[begin READING PASSAGE]

It's like lemonade- Sweet, Tangy, and Refreshing!

June 27, 2006

Step one of (Cthulhu Knows) Complete

I have insurance again!


Tentative breakdown that equals the Cthulhu Knows...

1. Get Car Insurance.

2. Get lawyer, because apparently any contact that I have with the St. Louis County police department will get me locked up and sent to jail.

3. Get title re-notorized.

4. Take title to the DMV.

Aaaand... I think that's all so far. I'm sure that more will crop up in-between, but it sounds like a good start.

June 26, 2006

Mr. Pleasant Shady Cop Says...

Okay, so I'm working on getting things going, including- but not limited to- getting the title changed on the car.

I've also got a traffic ticket.

And lack car insurance.

So that requires me draining my college fund.

Oh, this just keeps getting better.

But because I refuse to have a completely depressing post, I'll let you marvel at the stupidity of me.

[end READING PASSAGE]

> **SET PROBLEM A**:
Answer these questions about the blog post, one per line:
(i) What is the third item in the tentative breakdown?
(ii) What does the writer say will have to be drained?
(iii) What does the June 27 entry say the writer has again?

[begin DATASET ENTRIES]

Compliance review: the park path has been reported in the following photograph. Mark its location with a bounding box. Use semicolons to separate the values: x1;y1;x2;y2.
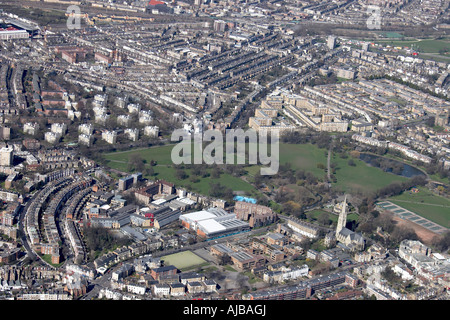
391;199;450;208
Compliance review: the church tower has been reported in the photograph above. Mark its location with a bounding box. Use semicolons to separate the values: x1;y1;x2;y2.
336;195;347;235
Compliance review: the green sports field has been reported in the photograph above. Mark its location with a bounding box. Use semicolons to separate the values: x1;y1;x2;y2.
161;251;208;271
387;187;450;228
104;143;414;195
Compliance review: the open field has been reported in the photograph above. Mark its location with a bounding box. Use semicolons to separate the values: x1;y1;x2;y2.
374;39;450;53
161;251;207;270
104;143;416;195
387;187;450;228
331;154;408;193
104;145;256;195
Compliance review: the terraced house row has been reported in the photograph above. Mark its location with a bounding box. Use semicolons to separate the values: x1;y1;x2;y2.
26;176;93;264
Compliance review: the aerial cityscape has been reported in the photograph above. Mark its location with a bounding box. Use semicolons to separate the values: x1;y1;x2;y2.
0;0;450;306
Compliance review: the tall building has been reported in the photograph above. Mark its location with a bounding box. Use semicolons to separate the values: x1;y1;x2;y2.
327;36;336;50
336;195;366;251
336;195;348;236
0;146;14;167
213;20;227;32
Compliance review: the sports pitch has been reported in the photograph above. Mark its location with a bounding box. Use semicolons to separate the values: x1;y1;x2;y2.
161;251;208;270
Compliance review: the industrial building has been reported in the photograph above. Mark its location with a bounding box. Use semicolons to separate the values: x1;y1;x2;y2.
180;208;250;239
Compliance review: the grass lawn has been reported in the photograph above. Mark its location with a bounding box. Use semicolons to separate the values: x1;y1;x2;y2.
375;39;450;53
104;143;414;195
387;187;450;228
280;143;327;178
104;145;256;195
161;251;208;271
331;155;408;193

[end DATASET ENTRIES]

> **SET PROBLEM B**: Print the lines of the records verbatim, beginning at the line that has "Compliance review: the church" and stopping after the line that has "161;251;208;270".

> **PROBLEM SOLUTION A**:
(i) Get title re-notorized.
(ii) The writer's college fund.
(iii) Insurance.

> **PROBLEM SOLUTION B**:
Compliance review: the church tower has been reported in the photograph above. Mark its location with a bounding box. Use semicolons to separate the values: x1;y1;x2;y2.
336;195;347;235
Compliance review: the green sports field has been reported in the photograph above. Mark its location with a bounding box. Use semicolons to separate the values: x1;y1;x2;y2.
161;251;208;271
387;187;450;228
104;143;414;195
Compliance review: the open field has been reported in the photograph above. Mark its location with a bounding box. Use semicolons to separate the values: x1;y1;x2;y2.
374;39;450;53
161;251;207;270
104;143;416;195
387;187;450;228
331;154;408;193
104;145;256;195
Compliance review: the terraced house row has been reported in the photograph above. Mark its location with a bounding box. Use semicolons to separate the values: x1;y1;x2;y2.
26;176;93;264
Compliance review: the aerial cityscape has been reported in the photograph above. Mark its location with a bounding box. Use semicolons to separate the values: x1;y1;x2;y2.
0;0;450;306
Compliance review: the tall building has been reported in the photograph above. Mark its location with a bounding box. Use semicolons to separate the values: x1;y1;x2;y2.
327;36;336;50
336;195;366;251
336;195;348;236
0;146;14;167
213;20;227;32
Compliance review: the sports pitch has been reported in the photograph above. Mark its location with a bounding box. Use semicolons to separate the values: x1;y1;x2;y2.
161;251;208;270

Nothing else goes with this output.